▶ [EXCERPT PROVIDED]:
Featuring photographs from Perth Scuba’s very own Joey Pool and Dean Eldrid. Including photographs from Torbjorn Prestegard (the author), Gary Brennand, Ann Storie and Jonathon Heanes.
Any proceeds from the sale of this book will be donated to the Komodo National Park and its local initiatives.
Anyone who has spent time near the seas and the oceans will have experienced the beauty and the mystery of what’s hiding below the surface and the never ending waves and motion of the water.
We can sit for hours on the beach or on the rocks watching the ocean waves crushing towards the sand or the rock outcrops, being lost in time and space.
The oceans deserve respect for the enormous force that they represent. Moving many million cubic meters of water around the globe every second and controlling weather patterns and major environmental cycles on our planet, in extreme cases with deadly outcome for thousands of people.
The ocean reefs are home to over 4,000 species of fish and 800 types of coral and are key part of our ecological system without which our planet earth would not survive.
It’s the earth’s unique position in the Solar System and the properties of liquid water covering 71% of the Earth’s surface that has shaped the hot dry barren land into the Blue Planet.

▶ [DATASET]:
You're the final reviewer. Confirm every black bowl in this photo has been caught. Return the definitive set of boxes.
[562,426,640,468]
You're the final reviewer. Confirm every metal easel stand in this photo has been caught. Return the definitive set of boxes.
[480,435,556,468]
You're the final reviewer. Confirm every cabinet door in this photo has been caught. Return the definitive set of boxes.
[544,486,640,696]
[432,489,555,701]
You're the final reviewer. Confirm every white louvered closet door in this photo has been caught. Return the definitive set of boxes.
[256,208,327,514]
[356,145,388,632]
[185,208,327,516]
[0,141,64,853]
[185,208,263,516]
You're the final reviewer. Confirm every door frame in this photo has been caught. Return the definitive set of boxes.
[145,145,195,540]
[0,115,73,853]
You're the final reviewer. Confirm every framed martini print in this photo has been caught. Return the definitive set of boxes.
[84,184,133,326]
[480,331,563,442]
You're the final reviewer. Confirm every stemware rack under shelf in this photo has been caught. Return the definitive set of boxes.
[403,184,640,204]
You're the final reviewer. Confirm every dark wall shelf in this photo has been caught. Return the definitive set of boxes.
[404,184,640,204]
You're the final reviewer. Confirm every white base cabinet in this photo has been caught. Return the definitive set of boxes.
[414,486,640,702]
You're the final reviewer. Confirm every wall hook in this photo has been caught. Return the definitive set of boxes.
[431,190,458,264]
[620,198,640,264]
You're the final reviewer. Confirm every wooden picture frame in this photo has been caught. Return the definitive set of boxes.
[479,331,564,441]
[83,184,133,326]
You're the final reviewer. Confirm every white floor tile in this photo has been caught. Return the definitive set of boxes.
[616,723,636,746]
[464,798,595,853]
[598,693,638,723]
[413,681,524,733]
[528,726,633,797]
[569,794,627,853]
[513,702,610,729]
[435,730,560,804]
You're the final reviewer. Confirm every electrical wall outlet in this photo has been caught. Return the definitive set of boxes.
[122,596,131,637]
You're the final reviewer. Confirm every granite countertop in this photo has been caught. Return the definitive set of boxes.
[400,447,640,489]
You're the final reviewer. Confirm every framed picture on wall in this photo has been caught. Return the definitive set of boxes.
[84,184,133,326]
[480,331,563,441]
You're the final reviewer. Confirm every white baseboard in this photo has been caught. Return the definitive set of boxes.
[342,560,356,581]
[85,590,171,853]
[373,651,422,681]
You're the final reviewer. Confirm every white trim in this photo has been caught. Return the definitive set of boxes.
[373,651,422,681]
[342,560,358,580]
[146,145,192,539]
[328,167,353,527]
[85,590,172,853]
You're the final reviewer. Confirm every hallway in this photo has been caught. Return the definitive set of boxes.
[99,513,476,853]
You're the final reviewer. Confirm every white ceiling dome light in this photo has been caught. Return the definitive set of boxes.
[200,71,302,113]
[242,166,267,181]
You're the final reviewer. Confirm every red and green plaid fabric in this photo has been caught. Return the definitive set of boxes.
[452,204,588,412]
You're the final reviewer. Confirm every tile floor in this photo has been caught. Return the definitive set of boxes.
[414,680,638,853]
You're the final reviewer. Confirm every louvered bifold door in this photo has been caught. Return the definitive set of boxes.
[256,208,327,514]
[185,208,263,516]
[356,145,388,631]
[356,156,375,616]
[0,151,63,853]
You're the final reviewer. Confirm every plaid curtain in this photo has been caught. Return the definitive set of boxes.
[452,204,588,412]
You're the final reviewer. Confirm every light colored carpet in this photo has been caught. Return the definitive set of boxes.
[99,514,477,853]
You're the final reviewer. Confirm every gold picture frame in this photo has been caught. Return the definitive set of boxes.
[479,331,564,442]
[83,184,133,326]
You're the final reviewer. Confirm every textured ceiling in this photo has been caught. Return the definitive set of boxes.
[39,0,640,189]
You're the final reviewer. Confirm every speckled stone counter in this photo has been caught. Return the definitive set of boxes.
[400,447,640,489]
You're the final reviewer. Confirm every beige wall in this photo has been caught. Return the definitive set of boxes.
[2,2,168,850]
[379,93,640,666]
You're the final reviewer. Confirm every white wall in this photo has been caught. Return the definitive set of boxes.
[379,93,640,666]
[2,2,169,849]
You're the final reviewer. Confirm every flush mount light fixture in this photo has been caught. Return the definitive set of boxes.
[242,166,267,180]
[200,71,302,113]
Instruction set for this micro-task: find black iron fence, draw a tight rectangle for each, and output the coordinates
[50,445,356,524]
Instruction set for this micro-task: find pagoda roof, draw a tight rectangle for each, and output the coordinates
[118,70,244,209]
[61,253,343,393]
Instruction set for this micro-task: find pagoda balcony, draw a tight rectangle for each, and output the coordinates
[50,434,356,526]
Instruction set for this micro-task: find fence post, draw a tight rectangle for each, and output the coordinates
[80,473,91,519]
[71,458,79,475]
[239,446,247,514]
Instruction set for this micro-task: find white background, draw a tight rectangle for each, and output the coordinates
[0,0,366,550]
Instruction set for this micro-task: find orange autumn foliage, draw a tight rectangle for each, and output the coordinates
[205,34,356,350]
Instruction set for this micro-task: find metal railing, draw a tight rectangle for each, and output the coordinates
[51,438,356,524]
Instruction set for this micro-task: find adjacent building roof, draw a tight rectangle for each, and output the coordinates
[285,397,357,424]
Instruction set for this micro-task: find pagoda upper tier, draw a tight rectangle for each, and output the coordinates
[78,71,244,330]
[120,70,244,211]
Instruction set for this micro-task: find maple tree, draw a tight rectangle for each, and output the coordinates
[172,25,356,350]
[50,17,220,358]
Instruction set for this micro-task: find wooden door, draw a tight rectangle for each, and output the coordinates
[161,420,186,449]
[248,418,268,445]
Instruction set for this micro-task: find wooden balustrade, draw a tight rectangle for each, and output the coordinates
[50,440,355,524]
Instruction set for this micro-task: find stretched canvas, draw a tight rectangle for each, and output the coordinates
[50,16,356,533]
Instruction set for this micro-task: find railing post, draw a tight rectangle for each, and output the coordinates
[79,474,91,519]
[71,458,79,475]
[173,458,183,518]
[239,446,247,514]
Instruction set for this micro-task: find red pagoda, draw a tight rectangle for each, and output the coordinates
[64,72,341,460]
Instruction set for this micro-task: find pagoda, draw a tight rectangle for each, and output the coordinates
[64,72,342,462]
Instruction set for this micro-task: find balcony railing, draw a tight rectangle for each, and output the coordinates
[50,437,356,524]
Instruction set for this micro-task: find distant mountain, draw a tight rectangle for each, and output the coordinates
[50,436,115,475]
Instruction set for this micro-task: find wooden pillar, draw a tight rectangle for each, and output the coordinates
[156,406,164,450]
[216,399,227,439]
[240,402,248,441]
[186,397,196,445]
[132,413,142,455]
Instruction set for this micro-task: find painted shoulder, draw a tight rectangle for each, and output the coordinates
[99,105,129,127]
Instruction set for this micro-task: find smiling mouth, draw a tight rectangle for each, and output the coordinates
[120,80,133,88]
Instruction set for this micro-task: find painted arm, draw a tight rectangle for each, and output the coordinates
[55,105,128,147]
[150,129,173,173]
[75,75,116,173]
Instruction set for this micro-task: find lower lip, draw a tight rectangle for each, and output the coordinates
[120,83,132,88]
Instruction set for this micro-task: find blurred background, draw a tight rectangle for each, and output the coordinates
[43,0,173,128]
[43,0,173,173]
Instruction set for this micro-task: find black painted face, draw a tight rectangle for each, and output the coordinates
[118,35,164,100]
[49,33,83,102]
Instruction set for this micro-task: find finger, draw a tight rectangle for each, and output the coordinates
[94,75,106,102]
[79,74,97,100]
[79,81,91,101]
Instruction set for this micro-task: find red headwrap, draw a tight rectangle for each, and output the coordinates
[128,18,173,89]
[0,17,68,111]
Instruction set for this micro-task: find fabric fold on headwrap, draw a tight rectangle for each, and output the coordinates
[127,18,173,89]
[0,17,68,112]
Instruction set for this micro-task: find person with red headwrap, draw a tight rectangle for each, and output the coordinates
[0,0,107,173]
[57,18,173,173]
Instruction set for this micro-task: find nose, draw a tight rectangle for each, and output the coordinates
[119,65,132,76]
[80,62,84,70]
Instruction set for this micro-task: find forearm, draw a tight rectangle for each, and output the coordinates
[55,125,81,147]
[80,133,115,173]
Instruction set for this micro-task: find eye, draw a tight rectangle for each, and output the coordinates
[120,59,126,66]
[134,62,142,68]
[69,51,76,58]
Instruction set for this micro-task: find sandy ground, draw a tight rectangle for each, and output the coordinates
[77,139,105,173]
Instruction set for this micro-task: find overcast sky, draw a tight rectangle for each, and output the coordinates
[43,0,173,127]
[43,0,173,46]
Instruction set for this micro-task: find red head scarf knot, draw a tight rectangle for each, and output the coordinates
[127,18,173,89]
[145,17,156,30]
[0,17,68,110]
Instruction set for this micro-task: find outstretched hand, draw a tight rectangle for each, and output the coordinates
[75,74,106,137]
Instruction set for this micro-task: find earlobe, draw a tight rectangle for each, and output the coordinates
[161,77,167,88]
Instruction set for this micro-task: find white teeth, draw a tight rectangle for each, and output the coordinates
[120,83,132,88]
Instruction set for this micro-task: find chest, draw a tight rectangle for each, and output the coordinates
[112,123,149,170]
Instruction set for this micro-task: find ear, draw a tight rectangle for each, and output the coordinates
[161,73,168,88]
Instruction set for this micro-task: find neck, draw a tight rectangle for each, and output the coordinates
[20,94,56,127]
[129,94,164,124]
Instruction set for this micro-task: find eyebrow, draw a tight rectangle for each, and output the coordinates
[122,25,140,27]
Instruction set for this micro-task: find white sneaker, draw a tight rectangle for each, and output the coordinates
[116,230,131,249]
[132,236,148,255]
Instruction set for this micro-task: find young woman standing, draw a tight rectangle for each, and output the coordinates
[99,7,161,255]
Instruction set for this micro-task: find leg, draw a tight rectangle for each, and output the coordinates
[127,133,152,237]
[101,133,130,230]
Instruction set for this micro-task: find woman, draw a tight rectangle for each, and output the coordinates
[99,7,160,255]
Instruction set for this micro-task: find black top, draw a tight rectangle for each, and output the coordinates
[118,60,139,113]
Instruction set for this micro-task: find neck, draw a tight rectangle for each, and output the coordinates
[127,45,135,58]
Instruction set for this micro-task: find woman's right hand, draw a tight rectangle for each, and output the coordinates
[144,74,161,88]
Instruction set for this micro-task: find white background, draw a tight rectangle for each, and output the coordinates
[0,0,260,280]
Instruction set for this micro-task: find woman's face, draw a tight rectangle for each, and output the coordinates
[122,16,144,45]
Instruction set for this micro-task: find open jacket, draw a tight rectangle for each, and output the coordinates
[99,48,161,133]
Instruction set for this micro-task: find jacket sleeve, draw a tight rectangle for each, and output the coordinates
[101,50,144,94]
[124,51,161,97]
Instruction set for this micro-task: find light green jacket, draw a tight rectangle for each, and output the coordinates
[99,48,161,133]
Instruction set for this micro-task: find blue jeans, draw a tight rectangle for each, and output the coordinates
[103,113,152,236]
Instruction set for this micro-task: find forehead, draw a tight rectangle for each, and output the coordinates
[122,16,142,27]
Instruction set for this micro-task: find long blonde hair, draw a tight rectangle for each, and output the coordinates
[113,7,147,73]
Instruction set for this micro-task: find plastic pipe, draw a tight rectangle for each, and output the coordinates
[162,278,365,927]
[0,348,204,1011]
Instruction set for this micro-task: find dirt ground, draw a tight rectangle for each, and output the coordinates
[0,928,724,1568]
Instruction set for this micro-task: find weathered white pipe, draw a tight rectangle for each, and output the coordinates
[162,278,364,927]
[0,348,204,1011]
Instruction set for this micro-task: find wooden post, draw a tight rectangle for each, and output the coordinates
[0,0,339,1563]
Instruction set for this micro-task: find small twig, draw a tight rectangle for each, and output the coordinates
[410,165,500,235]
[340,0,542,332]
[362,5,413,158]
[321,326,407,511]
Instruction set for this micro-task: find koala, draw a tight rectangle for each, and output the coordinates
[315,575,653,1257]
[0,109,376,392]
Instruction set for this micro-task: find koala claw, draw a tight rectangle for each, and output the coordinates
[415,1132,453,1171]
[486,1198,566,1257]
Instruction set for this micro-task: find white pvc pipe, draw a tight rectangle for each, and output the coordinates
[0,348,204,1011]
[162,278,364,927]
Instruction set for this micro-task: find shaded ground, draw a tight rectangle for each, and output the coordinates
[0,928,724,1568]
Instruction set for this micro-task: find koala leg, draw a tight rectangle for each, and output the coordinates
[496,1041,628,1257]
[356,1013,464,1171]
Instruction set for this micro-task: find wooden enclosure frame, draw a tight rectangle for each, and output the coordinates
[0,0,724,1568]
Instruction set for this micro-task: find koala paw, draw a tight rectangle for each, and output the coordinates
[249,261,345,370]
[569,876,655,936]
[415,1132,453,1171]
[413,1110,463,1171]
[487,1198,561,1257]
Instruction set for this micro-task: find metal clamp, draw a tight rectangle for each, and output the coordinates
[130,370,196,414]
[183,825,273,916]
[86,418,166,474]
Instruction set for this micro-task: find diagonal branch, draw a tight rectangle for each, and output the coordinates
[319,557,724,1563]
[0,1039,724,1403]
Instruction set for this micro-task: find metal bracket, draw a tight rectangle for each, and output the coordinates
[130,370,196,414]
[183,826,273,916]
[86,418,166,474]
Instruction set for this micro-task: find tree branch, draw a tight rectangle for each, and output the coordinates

▶ [WHAT THIS TASK INVOLVES]: Pick up the ocean book introduction after its final sentence and extend it by a few more sentences.

▶ [ANSWER BELOW]:
The vast oceans remain relatively unexplored, and what science has researched to date of how the oceans work and the identification of marine life is just scratching the surface of what lies beyond the blue blanket of water we see when looking down from above.
We should all know the importance of the oceans, and even if only a small proportion of the world’s population is directly involved in making a living from the oceans, we can not afford to damage its existence or change its pattern since that would have a catastrophic effect on the sustainability of our planet. Coral reefs, often referred to as the “rain forests of the sea”, are among the most biological rich and productive eco systems on Earth and they are under serious threat of being damaged.